■ Problem to solve
Exact copy, no pictures: set down every entry below as written.

[Source records]

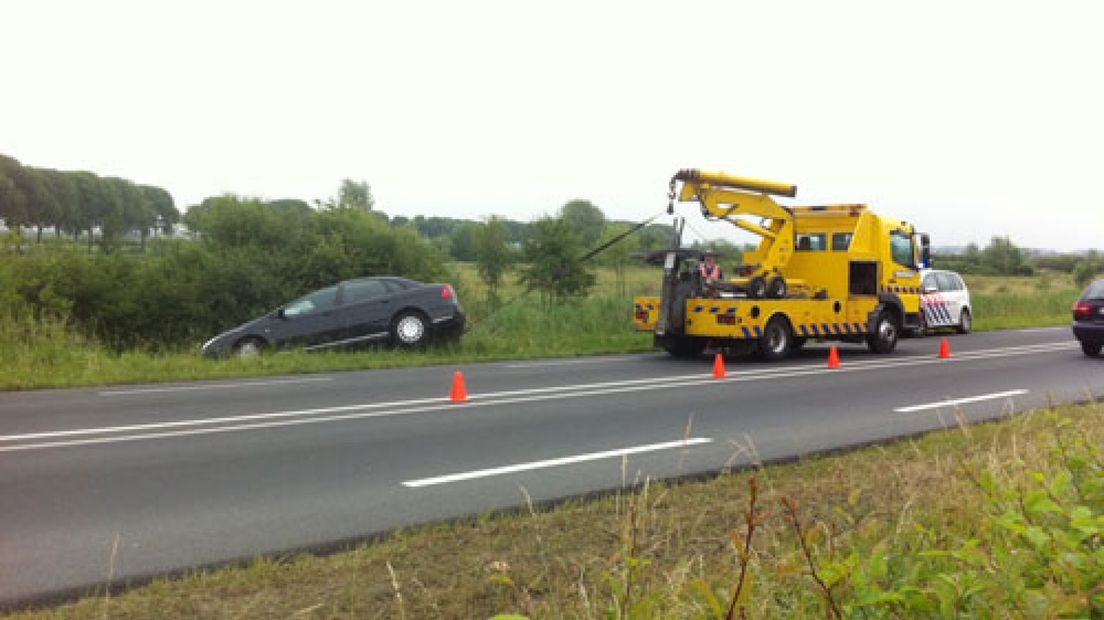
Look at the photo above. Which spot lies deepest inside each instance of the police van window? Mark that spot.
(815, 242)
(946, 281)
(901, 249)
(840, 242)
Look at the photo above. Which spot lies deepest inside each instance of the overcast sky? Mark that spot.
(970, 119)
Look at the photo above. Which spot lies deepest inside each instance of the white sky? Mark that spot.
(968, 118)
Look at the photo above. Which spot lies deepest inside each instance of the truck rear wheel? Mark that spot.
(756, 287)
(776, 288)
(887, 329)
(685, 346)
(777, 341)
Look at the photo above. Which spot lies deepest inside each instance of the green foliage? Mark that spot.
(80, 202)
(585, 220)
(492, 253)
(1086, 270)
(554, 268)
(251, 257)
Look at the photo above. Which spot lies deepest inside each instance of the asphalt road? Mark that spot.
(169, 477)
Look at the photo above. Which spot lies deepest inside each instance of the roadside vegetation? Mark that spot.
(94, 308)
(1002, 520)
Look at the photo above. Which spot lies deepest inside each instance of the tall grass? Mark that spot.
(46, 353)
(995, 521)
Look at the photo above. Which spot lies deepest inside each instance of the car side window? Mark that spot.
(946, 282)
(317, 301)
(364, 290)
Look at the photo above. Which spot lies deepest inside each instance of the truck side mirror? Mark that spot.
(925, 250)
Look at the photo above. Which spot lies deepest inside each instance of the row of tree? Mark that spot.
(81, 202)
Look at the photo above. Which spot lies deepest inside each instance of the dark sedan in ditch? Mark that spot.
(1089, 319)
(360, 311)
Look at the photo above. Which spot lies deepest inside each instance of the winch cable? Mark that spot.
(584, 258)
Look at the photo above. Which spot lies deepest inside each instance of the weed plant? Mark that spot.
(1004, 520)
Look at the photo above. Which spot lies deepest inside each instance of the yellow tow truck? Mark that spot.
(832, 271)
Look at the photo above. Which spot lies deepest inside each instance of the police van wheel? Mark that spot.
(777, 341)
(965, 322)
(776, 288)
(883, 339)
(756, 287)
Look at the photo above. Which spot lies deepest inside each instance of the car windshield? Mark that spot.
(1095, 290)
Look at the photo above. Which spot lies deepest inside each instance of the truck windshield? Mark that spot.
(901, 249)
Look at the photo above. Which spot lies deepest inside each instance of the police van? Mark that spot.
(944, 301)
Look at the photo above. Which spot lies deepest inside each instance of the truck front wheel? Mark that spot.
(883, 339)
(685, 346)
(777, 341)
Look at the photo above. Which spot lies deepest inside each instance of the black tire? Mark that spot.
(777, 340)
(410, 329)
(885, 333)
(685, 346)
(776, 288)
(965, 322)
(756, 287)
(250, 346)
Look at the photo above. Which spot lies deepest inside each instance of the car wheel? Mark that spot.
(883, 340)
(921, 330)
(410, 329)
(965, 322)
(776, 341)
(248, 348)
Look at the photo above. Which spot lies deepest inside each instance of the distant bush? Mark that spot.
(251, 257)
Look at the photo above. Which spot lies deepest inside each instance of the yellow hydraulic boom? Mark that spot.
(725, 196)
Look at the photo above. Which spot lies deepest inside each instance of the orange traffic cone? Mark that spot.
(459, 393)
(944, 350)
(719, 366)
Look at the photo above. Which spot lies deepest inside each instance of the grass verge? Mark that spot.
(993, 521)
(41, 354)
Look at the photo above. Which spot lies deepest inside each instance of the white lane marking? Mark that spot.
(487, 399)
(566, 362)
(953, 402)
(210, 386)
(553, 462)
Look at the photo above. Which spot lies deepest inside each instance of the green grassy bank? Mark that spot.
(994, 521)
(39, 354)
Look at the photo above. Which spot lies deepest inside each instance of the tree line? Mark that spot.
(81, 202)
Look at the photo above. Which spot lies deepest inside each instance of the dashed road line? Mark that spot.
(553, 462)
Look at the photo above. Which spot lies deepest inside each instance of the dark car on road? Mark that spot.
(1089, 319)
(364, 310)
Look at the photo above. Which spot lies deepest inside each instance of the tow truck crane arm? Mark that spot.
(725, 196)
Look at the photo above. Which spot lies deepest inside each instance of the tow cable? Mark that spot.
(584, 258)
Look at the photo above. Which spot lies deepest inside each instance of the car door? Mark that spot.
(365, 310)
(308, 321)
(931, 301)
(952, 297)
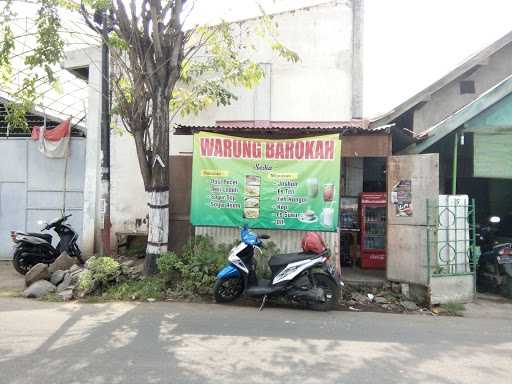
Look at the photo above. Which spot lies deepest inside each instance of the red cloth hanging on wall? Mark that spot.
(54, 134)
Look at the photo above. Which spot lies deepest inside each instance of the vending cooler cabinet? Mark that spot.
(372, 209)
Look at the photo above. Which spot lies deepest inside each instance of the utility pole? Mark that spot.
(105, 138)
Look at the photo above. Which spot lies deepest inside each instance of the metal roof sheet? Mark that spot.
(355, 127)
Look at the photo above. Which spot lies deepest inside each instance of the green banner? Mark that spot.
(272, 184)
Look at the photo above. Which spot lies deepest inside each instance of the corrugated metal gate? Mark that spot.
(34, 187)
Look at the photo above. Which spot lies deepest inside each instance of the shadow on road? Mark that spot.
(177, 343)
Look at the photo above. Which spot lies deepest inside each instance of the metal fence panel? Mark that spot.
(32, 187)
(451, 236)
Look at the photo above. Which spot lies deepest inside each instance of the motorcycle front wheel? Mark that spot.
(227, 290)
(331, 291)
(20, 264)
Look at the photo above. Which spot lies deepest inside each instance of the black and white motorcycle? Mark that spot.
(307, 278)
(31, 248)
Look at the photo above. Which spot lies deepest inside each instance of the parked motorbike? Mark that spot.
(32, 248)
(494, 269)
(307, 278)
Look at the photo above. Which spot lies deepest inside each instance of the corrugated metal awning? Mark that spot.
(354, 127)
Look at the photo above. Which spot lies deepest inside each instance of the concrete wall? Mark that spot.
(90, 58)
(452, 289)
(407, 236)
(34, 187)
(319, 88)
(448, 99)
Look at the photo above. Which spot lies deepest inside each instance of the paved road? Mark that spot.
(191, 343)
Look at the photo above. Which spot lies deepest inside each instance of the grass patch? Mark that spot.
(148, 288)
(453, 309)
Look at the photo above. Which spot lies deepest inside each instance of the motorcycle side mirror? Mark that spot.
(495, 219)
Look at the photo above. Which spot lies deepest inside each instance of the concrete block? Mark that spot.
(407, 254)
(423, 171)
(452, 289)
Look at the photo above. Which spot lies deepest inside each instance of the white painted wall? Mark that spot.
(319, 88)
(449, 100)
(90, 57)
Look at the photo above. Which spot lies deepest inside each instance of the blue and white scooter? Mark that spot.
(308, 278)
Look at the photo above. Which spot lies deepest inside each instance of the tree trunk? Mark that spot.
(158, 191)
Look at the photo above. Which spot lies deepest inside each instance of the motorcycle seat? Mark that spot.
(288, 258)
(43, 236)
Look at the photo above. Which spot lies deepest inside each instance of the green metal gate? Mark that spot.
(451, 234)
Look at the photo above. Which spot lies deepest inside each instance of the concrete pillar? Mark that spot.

■ Solution for this task
Look at the photo above. Which spot lies deepest inside each instance of the police van window? Mark that spot.
(815, 242)
(946, 281)
(901, 249)
(840, 242)
Look at the photo above. Which spot lies deepest inside each instance of the overcast sky? Mark that spot.
(970, 119)
Look at the photo above. Which spot lies deepest inside each instance of the white sky? Mark that spot.
(968, 118)
Look at the photo above. Which spot lies deepest inside each instance of the truck rear wheel? Mark that spot.
(756, 287)
(776, 288)
(887, 329)
(685, 346)
(777, 341)
Look at the photo above. Which spot lies deepest inside each instance of the green foliage? Mark that spot.
(80, 202)
(585, 220)
(492, 253)
(1086, 270)
(554, 268)
(251, 257)
Look at the photo above. Which spot lies deepest inside each instance of the asphalt road? Mark that spot.
(169, 477)
Look at the photo above. Which spot lies deepest inside each instance of the roadside vegetation? Mark that spot.
(94, 308)
(1002, 520)
Look at the photo above. Which spot lies deepest inside each instance of the tall grass? Mark that spot.
(46, 353)
(995, 521)
Look at the photo above. Which spot lies deepest inside each instance of the car side window? Mark that spot.
(946, 282)
(317, 301)
(364, 290)
Look at the photo above. Which spot lies deepest inside each instance of the truck side mirror? Mark that spot.
(925, 250)
Look at the photo above. Which spot lies deepest inside each instance of the row of tree? Mark that spot.
(81, 202)
Look at the photo above. Which spot lies deepest inside each instance of the dark sedan in ditch? Mark that spot.
(1089, 319)
(360, 311)
Look at the photo above. Which spot lies deepest inside each instance of the winch cable? Mark that spot.
(584, 258)
Look at the photo above. Which spot lies deepest inside each instance of the weed plant? Mark that spot.
(1004, 520)
Look at the photo above. Which spot lies deepest inside each instance of the yellow tow truck? Mark that spot.
(832, 271)
Look at the photo above. Which spot lies deepest inside each instance of the police van wheel? Mark that spot.
(777, 341)
(965, 322)
(776, 288)
(883, 339)
(756, 287)
Look at the photo above. Which spot lies deepest inside each instance of the car windshield? Mark that spot.
(1095, 290)
Look at the photo above. Which spot lies deepest inside each instance of the truck windshield? Mark that spot.
(901, 249)
Look at the photo above. Which spot lies deepest inside each instance of the police van? Mark that spot.
(944, 301)
Look at the photo above. Which spot lies deepest inside each instance of the truck front wheel? Mark that spot.
(883, 339)
(685, 346)
(777, 341)
Look at the photo above. Which spot lies deepest inside each instance of the black tire? Mark that spot.
(777, 340)
(410, 329)
(885, 333)
(685, 346)
(776, 288)
(965, 322)
(756, 287)
(250, 346)
Look at the photo above. Which spot lies deepest inside each instance of the car wheel? Mark that spot.
(883, 340)
(921, 330)
(410, 329)
(965, 322)
(776, 341)
(248, 348)
Look at the photo above. Which spot lies deepest inside each instance of the distant bush? Mark that spot.
(251, 257)
Look at the photo above. Which spot lies deepest inside each instance of the yellow hydraulic boom? Mark that spot.
(725, 196)
Look at the photo above. Which spot lies deepest inside each instance of the orange traffic cone? Mark that spot.
(459, 393)
(944, 350)
(719, 366)
Look at the photo above. Which spot lies deepest inside each instance of the grass verge? Mark that spot.
(993, 521)
(41, 354)
Look at the photo above. Which spot lies deepest inside each instance of the white lane marking? Mark that spot.
(487, 399)
(566, 362)
(953, 402)
(210, 386)
(553, 462)
Look at the photo above. Which spot lies deepest inside each instance of the green grassy bank? Mark that spot.
(994, 521)
(39, 354)
Look at the photo above. Which spot lies deepest inside each instance of the tree line? Mark that spot.
(81, 202)
Look at the photo above. Which spot lies deepest inside each instance of the dashed road line? Mark that spot.
(553, 462)
Look at the photo above. Which spot lies deepest inside each instance of the dark car on road? Mark that spot.
(1089, 319)
(364, 310)
Look at the photo above. Which spot lies deepest inside each instance of the tow truck crane arm? Mark that spot.
(725, 196)
Look at the photo above. Which spot lies deepest inside each instance of the tow cable? Mark that spot.
(584, 258)
Look at the photo above. Which spot lies deepest inside each instance of the car door? Mark that spot.
(365, 310)
(308, 321)
(931, 301)
(952, 297)
Look at the photo above. Which spot lies deepest inside each instance of the red cloth hanging on wall? Mark that spot.
(54, 134)
Look at the photo above. Which spot lies deepest inside each instance of the vending cooler cabinet? Mark that spot.
(372, 209)
Look at the photo above. Which spot lies deepest inside each instance of the utility pole? Mark that spot.
(105, 138)
Look at the photo above. Which spot lies deepest inside each instance of the metal roof sheet? Mark that spot.
(355, 127)
Look at the photo above. Which spot lies deepest inside each instance of the green banner? Mark that spot.
(272, 184)
Look at the photo above. Which spot lies deepest inside each instance of the corrugated metal gate? Mark that spot.
(34, 187)
Look at the photo above. Which spot lies deepest inside each instance of the shadow on road? Mark that spot.
(177, 343)
Look at the photo above. Which spot lies deepest inside each instance of the metal fence panel? Mark that spot.
(32, 187)
(451, 236)
Look at the photo above. Which spot lies deepest inside each instance of the motorcycle front wheel? Mark that spot.
(227, 290)
(331, 291)
(20, 264)
Look at the photo above. Which spot lies deepest inside each instance of the black and white motorcycle? Mark that spot.
(307, 278)
(31, 248)
Look at the photo above. Which spot lies deepest inside each instance of the parked motorbike? Mark that spot.
(32, 248)
(494, 269)
(307, 278)
Look at the photo above. Which spot lies deepest inside each instance of the corrugated metal awning? Mark that spot.
(354, 127)
Look at the photo above. Which spot lies deepest inside each instance of the concrete wall? Mark that spot.
(90, 58)
(452, 289)
(407, 236)
(34, 187)
(319, 88)
(448, 99)
Look at the photo above. Which spot lies deepest inside each instance of the paved road? Mark that spot.
(191, 343)
Look at the photo above. Which spot lies deepest inside each instance of the grass patch? Mark that spot.
(148, 288)
(453, 309)
Look at the photo above. Which spot lies deepest inside each instance of the motorcycle side mirror? Mark that spot.
(495, 219)
Look at the photo above. Which spot lies deepest inside each instance of the concrete block? Mark that spot.
(407, 254)
(423, 171)
(452, 289)
Look at the photo above. Which spot lies deepest inside each instance of the white painted wall? Mark that spot.
(319, 88)
(449, 100)
(90, 57)
Look at the photo above. Which spot lies deepest inside each instance of the blue and white scooter? Mark that spot.
(308, 278)
Look at the photo above. Which spot lies deepest inside each instance of the tree trunk? Mark that spot.
(158, 191)
Look at the photo above. Which spot lies deepest inside each instance of the motorcycle seat? Mark that spot.
(288, 258)
(43, 236)
Look at the photo above. Which spot lies deepest inside each instance of the green metal gate? Mark that spot.
(451, 234)
Look at the photo above. Which spot lies deepest inside each instance of the concrete pillar? Mark that spot.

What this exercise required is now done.